# start of Exercise materials
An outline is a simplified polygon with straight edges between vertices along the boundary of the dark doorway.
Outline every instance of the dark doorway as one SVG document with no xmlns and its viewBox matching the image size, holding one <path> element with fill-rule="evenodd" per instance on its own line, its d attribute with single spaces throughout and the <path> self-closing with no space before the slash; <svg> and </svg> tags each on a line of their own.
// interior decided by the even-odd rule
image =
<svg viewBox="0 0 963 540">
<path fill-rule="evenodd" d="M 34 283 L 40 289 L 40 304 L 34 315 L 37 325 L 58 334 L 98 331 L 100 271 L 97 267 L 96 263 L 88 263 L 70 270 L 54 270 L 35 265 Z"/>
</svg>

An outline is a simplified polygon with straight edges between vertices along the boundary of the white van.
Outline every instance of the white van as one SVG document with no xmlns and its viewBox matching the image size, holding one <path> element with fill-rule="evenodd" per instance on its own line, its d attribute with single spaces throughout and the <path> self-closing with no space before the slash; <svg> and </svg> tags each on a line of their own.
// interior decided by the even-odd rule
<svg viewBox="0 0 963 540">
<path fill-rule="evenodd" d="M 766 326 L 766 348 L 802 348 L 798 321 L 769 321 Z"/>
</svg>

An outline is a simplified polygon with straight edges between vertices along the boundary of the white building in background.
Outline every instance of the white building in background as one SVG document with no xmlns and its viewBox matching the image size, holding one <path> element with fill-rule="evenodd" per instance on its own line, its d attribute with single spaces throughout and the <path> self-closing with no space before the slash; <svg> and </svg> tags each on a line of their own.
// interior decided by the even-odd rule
# end of Exercise materials
# start of Exercise materials
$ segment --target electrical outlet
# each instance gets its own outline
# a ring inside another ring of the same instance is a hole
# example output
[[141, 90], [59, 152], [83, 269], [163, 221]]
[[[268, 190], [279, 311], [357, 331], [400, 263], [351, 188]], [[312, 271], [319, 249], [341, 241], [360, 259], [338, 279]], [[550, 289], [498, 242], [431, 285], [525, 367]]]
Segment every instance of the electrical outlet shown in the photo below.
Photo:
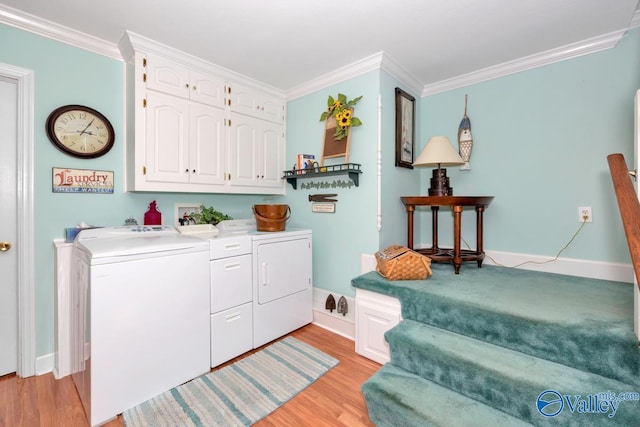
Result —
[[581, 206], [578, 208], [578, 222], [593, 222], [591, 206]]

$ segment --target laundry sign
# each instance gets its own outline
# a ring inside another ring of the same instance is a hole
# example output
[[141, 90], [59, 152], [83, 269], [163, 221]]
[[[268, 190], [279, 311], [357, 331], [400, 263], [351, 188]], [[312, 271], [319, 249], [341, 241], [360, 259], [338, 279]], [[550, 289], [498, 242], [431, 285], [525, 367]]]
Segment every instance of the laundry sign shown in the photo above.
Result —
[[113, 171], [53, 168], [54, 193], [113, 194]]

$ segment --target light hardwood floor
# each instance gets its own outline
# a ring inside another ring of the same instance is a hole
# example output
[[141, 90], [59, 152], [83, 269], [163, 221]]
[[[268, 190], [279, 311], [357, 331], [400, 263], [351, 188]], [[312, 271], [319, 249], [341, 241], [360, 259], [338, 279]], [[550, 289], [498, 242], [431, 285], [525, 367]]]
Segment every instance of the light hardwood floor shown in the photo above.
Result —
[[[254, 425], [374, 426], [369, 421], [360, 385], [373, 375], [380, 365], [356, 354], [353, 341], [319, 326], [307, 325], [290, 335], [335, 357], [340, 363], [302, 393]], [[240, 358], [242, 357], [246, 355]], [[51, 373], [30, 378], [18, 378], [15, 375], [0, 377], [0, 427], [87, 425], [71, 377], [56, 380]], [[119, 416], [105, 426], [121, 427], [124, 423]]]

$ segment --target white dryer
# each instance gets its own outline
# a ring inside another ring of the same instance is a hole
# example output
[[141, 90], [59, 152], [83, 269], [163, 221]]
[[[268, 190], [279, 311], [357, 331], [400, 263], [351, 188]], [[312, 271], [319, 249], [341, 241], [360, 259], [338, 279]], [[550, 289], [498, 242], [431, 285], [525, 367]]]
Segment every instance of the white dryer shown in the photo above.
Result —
# end of Exercise materials
— Exercise instructions —
Copy out the lines from the one containing "the dark doorway." through the one containing "Outline every instance of the dark", including both of those lines, with no changes.

— Finished task —
An outline is a simplified polygon with straight edges between vertices along the boundary of the dark doorway.
Outline every instance of the dark doorway as one SVG document with no xmlns and its viewBox matching the image size, holding one <path> element with fill-rule="evenodd" per instance on its own line, its d attribute with single spaces throughout and the <path> self-closing with no space before the slash; <svg> and </svg> tags each on a line of their own.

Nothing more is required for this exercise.